- _WHAT IS ASKED_
Rewrite the stretch of material from its start through the line containing "[521,230,560,268]", with "scene" replaced by "photo" and nothing else changed. Leave the pictures out of your answer.

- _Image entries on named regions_
— Begin —

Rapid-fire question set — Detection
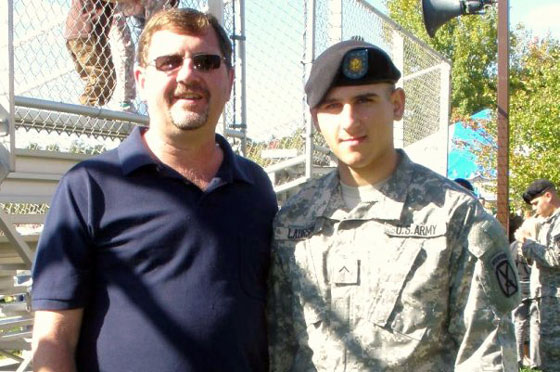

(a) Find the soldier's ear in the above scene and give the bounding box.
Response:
[391,88,406,121]
[309,109,321,133]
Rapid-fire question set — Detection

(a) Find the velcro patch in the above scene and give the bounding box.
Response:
[492,253,519,297]
[385,224,447,238]
[333,259,360,284]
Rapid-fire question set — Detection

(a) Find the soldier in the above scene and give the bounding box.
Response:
[515,179,560,371]
[267,40,520,372]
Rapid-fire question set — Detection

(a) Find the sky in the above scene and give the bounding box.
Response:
[367,0,560,39]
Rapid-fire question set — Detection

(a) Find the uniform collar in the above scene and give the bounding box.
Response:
[117,127,254,184]
[544,208,560,223]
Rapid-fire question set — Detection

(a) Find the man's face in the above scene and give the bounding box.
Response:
[531,191,554,217]
[135,28,233,132]
[311,83,405,170]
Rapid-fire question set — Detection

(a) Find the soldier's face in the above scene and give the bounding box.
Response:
[531,191,554,217]
[311,83,405,170]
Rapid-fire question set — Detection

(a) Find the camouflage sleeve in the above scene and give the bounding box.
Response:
[267,241,297,372]
[449,204,520,371]
[521,230,560,268]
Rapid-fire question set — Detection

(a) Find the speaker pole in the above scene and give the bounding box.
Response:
[497,0,509,233]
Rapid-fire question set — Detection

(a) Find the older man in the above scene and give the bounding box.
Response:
[515,179,560,371]
[267,41,519,372]
[33,9,277,372]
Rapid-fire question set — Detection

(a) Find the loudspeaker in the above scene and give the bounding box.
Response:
[422,0,467,37]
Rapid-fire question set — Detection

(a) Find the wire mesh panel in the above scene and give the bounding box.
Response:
[0,0,449,180]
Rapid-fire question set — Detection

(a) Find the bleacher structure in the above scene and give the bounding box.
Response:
[0,0,450,371]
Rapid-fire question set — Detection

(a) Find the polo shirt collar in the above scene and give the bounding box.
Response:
[117,127,253,183]
[117,126,154,176]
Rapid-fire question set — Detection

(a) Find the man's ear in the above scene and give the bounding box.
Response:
[391,88,406,121]
[309,109,321,133]
[134,66,146,99]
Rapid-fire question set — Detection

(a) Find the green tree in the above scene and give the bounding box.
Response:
[385,0,497,119]
[386,0,560,205]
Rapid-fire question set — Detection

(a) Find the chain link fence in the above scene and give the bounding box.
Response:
[0,0,449,193]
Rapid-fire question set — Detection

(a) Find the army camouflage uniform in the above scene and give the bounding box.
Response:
[521,208,560,371]
[267,150,520,372]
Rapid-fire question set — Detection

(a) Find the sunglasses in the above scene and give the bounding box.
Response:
[148,54,226,72]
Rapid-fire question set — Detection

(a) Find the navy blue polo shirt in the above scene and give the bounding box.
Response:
[33,128,277,372]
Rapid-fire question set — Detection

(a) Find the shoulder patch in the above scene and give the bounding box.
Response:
[490,253,519,297]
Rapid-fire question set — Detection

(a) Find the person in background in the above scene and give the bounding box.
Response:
[510,216,540,368]
[267,40,520,372]
[63,0,115,106]
[109,0,179,113]
[32,9,277,372]
[515,179,560,371]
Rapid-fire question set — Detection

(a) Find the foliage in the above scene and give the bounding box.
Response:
[385,0,497,119]
[385,0,560,206]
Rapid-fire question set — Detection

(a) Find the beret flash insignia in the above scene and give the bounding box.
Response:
[342,49,369,80]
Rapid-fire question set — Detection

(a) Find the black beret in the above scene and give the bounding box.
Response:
[523,179,555,204]
[305,40,401,108]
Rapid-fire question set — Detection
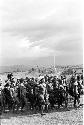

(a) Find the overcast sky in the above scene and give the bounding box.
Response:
[0,0,83,65]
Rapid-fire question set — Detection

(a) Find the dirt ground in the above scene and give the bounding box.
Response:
[1,97,83,125]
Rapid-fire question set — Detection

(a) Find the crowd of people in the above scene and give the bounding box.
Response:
[0,73,83,114]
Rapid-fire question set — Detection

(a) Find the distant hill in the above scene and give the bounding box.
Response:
[0,64,83,74]
[0,65,29,73]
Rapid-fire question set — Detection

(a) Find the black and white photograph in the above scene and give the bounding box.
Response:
[0,0,84,125]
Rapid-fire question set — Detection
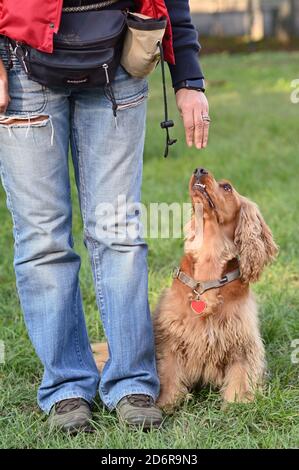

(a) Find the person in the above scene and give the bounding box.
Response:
[0,0,208,432]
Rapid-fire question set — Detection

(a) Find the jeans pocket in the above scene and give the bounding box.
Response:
[0,36,47,116]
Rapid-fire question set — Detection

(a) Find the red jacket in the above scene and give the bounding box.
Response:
[0,0,174,64]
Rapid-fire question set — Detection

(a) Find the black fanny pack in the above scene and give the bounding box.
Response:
[11,10,127,88]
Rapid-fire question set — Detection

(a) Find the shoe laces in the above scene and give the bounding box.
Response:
[127,395,154,408]
[55,398,81,414]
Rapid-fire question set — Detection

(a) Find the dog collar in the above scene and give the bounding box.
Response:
[172,267,240,298]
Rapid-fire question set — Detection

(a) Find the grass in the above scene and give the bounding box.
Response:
[0,52,299,449]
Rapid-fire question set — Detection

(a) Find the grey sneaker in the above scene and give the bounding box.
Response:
[48,398,93,434]
[116,395,163,430]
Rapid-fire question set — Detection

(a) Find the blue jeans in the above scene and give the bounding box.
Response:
[0,37,159,413]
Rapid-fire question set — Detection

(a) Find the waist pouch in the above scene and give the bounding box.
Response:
[121,13,167,78]
[11,10,127,88]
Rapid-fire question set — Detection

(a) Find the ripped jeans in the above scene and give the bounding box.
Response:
[0,36,159,413]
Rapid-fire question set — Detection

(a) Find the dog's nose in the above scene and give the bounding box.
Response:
[194,168,209,178]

— End —

- _RESPONSE TO THIS EXERCISE_
Rapid-fire question set — Detection

(a) Find the soldier's ear in the above photo and give the bounding box.
Response:
[391,88,406,121]
[309,109,321,133]
Rapid-fire question set — Detection

(a) Find the velcro patch in the above photo and give the bounding box.
Response:
[492,253,519,297]
[385,224,447,238]
[333,259,360,284]
Rapid-fire question set — Detection

(a) Find the soldier in the above photo and give the bounding box.
Response:
[515,179,560,371]
[267,40,520,372]
Rapid-fire question set — Detection

(a) Find the sky in the above photo and give the bounding box.
Response:
[367,0,560,39]
Rapid-fire question set — Detection

(a) Find the uniform collar in the above photo and give the bounding box.
Response:
[117,127,254,184]
[544,208,560,223]
Rapid-fire question set — Detection

(a) Find the man's face in the above photo and give the bounding box.
Response:
[531,191,554,217]
[135,28,233,132]
[311,83,405,170]
Rapid-fire question set — Detection

(a) Find the soldier's face in the above photo and give the bounding box.
Response:
[531,191,554,217]
[311,83,405,170]
Rapid-fire question set — Detection

(a) Find the camouflage sleeve in the above photo and give the bounding box.
Response:
[267,241,297,372]
[449,204,520,371]
[521,230,560,268]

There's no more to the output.